[Material for this exercise]

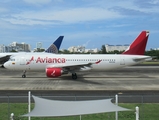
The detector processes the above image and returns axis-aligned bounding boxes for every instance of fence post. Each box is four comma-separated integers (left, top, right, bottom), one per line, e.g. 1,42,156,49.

8,95,10,120
115,94,118,120
10,113,14,120
135,106,139,120
28,91,31,120
80,115,81,120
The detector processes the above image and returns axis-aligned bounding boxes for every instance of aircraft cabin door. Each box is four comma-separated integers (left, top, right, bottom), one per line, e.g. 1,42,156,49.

20,57,30,70
120,56,125,65
20,57,26,65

[/Material for this exercise]

What needs to be done =>
Return every record exactly. Pictures stay out.

Answer section =>
The detector processes the above image and returns axis-aligned bounding boxes for every instance of fence post. Each box is four comma-separated integers (left, top, right, bottom), one per line, e.g. 1,42,156,49.

8,95,10,120
115,94,118,120
10,113,14,120
135,106,139,120
28,91,31,120
80,115,81,120
The detector processes the above image and returns axis-aligned bounding boxes for every instance of aircraft cabin door. Each box is four comma-separated integers (left, top, right, bottom), one per line, e.g. 1,42,156,49.

20,57,30,70
120,56,125,65
20,57,26,65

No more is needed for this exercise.